## DATASET EXCERPTS
==========

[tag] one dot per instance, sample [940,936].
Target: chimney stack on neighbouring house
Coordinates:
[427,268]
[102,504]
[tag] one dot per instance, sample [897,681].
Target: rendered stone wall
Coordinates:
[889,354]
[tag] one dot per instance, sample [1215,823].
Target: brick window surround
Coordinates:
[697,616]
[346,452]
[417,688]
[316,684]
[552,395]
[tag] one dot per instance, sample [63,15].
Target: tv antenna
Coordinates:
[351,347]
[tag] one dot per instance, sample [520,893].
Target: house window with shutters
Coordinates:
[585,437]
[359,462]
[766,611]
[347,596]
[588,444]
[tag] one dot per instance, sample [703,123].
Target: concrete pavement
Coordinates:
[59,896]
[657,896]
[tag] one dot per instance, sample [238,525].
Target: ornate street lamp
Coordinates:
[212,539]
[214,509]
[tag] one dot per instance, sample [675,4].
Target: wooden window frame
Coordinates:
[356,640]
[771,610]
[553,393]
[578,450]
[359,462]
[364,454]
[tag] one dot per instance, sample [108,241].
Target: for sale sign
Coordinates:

==========

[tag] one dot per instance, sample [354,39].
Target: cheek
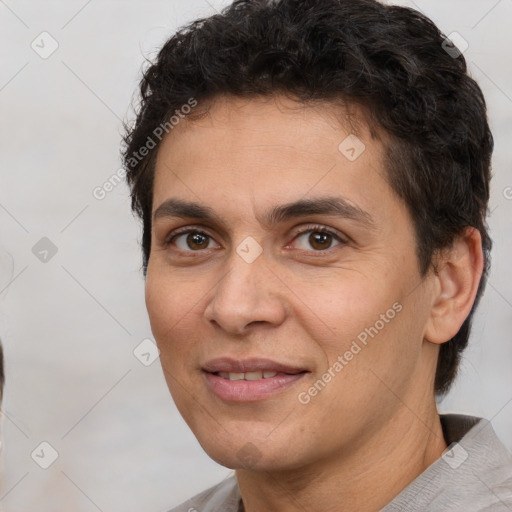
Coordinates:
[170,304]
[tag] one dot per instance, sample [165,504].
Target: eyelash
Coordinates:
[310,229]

==========

## PROMPT
From the listing above, return each line with the word "Target".

## WRITTEN ANSWER
Target: chimney stack on neighbouring house
Target: rendered stone wall
Target: brick window surround
Target: tv antenna
Target: house window with shutters
Target: concrete pavement
Target: ornate street lamp
Target: wooden window frame
Target: for sale sign
Target: cheek
Target: eyelash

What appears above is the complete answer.